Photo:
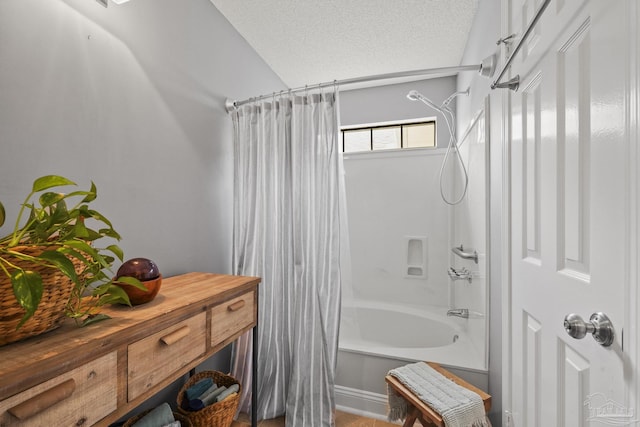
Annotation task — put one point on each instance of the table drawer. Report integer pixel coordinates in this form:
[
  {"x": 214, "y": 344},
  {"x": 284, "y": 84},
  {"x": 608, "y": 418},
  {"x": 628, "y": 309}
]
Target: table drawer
[
  {"x": 80, "y": 397},
  {"x": 152, "y": 359},
  {"x": 231, "y": 317}
]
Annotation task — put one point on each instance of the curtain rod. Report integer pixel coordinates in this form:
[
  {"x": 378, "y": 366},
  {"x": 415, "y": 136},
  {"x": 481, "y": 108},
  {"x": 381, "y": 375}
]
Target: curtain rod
[
  {"x": 514, "y": 83},
  {"x": 231, "y": 105}
]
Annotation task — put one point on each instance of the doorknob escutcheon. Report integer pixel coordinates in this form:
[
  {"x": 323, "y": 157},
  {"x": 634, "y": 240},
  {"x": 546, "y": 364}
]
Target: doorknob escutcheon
[{"x": 599, "y": 326}]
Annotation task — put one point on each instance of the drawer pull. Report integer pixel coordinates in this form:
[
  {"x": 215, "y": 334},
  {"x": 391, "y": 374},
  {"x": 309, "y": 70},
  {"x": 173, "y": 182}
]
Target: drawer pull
[
  {"x": 44, "y": 400},
  {"x": 176, "y": 335},
  {"x": 236, "y": 305}
]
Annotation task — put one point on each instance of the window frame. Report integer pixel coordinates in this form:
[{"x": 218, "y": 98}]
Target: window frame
[{"x": 391, "y": 124}]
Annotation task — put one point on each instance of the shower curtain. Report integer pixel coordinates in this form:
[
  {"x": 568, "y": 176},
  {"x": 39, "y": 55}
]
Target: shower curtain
[{"x": 286, "y": 231}]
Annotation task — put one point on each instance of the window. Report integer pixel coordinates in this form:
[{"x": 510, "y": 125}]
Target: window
[{"x": 420, "y": 134}]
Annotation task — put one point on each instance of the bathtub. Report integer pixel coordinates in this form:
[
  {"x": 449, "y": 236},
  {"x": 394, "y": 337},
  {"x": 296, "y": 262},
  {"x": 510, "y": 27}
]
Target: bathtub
[
  {"x": 377, "y": 337},
  {"x": 408, "y": 334}
]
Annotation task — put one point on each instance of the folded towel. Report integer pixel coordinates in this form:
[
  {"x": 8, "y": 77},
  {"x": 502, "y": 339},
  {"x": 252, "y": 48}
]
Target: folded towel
[
  {"x": 205, "y": 393},
  {"x": 197, "y": 404},
  {"x": 232, "y": 389},
  {"x": 158, "y": 416},
  {"x": 458, "y": 406},
  {"x": 198, "y": 388}
]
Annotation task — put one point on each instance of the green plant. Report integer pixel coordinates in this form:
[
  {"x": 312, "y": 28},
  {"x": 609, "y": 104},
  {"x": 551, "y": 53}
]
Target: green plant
[{"x": 66, "y": 233}]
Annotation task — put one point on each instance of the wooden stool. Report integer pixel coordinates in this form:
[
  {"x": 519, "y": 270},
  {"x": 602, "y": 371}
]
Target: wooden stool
[{"x": 418, "y": 410}]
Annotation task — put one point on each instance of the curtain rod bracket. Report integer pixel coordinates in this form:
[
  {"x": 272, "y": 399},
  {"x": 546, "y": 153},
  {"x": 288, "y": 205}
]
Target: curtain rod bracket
[{"x": 229, "y": 105}]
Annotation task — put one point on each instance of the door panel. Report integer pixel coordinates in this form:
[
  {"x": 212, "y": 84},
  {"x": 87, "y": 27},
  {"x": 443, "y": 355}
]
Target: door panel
[{"x": 569, "y": 212}]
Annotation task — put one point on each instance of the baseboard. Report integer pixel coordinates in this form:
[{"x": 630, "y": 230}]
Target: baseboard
[{"x": 361, "y": 402}]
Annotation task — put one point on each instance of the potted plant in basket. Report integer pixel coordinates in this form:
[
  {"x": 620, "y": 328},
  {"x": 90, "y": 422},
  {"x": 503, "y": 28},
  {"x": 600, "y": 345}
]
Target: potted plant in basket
[{"x": 51, "y": 265}]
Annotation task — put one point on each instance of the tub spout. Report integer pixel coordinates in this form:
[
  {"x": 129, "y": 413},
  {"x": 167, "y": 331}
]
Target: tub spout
[
  {"x": 462, "y": 274},
  {"x": 459, "y": 312}
]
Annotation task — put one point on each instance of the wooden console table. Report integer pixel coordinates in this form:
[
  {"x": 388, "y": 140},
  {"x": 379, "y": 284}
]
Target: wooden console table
[{"x": 97, "y": 374}]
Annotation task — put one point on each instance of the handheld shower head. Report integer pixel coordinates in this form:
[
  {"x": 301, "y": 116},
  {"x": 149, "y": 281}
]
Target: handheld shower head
[{"x": 413, "y": 95}]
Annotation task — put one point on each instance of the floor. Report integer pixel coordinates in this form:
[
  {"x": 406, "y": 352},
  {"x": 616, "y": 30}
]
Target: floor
[{"x": 342, "y": 420}]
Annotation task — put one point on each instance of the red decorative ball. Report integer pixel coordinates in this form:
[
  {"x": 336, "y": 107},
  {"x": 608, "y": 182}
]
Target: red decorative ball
[{"x": 139, "y": 268}]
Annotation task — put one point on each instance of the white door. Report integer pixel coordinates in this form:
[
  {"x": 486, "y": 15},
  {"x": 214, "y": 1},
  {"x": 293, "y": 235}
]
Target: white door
[{"x": 570, "y": 213}]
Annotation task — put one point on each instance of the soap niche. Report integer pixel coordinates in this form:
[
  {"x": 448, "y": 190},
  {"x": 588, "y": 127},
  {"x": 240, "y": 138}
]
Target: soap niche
[{"x": 416, "y": 257}]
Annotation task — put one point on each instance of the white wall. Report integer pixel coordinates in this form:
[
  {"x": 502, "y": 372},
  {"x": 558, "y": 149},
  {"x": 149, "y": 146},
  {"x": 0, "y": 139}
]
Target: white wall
[
  {"x": 481, "y": 44},
  {"x": 392, "y": 196},
  {"x": 131, "y": 97},
  {"x": 389, "y": 102}
]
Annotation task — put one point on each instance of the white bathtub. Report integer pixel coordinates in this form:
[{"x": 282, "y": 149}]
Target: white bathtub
[
  {"x": 408, "y": 334},
  {"x": 377, "y": 337}
]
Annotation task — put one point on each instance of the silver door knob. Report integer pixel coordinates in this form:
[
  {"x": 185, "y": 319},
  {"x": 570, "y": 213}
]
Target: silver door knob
[{"x": 599, "y": 326}]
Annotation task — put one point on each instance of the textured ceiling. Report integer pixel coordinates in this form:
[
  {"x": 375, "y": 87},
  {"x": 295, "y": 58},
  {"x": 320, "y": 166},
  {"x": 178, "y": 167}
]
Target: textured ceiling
[{"x": 314, "y": 41}]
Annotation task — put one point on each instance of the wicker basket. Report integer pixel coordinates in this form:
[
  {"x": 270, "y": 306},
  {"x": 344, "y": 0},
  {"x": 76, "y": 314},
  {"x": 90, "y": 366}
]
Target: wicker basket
[
  {"x": 184, "y": 421},
  {"x": 57, "y": 290},
  {"x": 219, "y": 414}
]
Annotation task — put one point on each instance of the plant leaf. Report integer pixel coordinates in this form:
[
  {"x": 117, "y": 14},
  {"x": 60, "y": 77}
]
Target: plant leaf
[
  {"x": 27, "y": 288},
  {"x": 49, "y": 181},
  {"x": 49, "y": 198},
  {"x": 61, "y": 262},
  {"x": 92, "y": 195},
  {"x": 116, "y": 251}
]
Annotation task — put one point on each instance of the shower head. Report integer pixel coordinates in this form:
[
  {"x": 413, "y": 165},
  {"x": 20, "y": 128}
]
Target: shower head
[{"x": 414, "y": 95}]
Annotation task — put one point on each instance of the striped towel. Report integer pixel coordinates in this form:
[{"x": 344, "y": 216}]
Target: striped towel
[{"x": 458, "y": 406}]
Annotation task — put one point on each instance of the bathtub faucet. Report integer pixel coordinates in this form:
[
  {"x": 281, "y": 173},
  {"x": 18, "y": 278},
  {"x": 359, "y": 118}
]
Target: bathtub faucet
[
  {"x": 462, "y": 274},
  {"x": 459, "y": 312}
]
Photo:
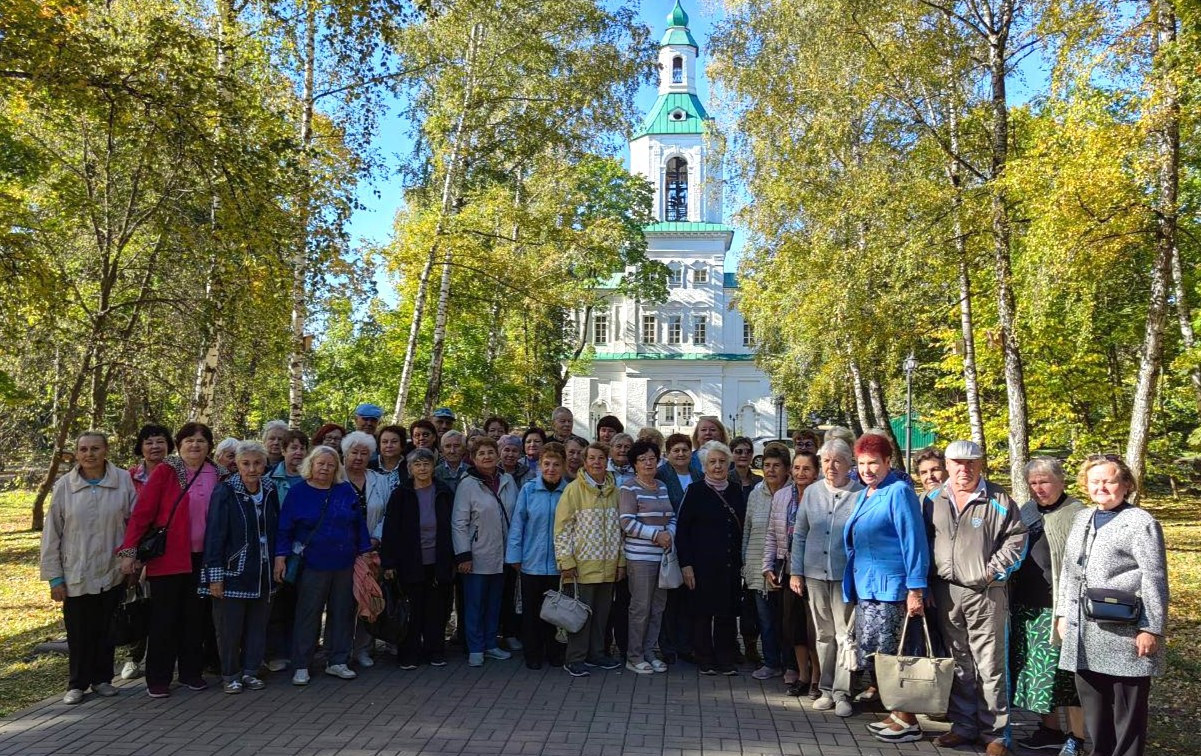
========
지시문 >> 위 기록에서 "ceiling"라는 단어가 들어 있는 줄만 걸러서 빠짐없이 옮겨 적어 주시겠어요?

작업 결과 >>
Annotation task — put one point on each instance of the textured ceiling. Report integer pixel coordinates in this form:
Target: textured ceiling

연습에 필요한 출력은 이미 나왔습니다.